___ PROVIDED RECORDS

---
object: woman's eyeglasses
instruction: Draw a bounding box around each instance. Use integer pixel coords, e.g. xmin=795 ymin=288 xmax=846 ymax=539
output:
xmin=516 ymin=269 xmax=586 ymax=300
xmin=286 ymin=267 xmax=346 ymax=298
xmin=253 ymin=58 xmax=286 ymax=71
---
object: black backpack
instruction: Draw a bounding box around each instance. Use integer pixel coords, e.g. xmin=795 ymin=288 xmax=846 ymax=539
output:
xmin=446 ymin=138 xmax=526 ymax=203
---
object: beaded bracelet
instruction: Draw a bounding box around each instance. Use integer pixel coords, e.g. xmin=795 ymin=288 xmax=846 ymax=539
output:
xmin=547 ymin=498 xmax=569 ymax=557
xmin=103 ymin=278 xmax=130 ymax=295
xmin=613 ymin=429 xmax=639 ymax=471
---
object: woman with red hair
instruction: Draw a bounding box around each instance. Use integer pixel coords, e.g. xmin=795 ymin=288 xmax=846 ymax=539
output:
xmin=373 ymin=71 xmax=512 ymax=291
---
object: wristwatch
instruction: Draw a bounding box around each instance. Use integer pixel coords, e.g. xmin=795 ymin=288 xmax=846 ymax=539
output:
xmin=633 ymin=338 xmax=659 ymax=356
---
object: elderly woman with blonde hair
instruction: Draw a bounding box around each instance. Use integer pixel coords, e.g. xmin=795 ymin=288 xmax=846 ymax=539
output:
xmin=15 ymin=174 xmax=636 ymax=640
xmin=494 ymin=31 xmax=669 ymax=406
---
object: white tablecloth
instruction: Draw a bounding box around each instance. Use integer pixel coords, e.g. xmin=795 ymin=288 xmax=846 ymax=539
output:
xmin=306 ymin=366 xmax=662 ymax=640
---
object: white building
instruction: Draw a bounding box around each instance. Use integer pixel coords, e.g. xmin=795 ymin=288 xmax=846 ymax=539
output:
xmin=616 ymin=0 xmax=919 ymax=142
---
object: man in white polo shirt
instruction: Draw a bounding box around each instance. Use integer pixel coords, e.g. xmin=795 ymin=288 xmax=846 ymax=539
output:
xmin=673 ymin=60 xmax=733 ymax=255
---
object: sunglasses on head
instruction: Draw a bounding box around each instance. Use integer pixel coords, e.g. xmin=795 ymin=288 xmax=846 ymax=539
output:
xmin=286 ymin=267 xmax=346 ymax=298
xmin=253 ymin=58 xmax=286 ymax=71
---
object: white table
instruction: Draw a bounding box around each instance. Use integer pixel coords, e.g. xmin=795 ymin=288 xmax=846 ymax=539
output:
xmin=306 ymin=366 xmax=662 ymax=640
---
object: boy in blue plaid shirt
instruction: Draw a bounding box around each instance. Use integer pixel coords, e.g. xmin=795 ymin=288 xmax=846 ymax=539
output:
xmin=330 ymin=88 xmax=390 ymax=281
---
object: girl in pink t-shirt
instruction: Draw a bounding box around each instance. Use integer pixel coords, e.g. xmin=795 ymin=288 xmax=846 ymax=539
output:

______

- _WHAT IS NEEDED_
Reproduce the lines from the first one up to and including the line with "xmin=446 ymin=138 xmax=526 ymax=203", requests included, scaling each bounding-box coordinate in the answers by 0.4 and rounding to whole numbers, with halves rounded up. Keep the sample coordinates in the instructions unchanged.

- _FINISHED EXERCISE_
---
object: woman's eyeglasses
instruction: Draw a bounding box around each instance. Use integer pixel coords, e.g. xmin=795 ymin=288 xmax=846 ymax=539
output:
xmin=206 ymin=108 xmax=234 ymax=120
xmin=114 ymin=107 xmax=138 ymax=119
xmin=101 ymin=23 xmax=114 ymax=28
---
object: black backpack
instruction: Draw a bounding box around each instance. Use integer pixel coords, e.g. xmin=795 ymin=288 xmax=846 ymax=539
output:
xmin=178 ymin=55 xmax=210 ymax=81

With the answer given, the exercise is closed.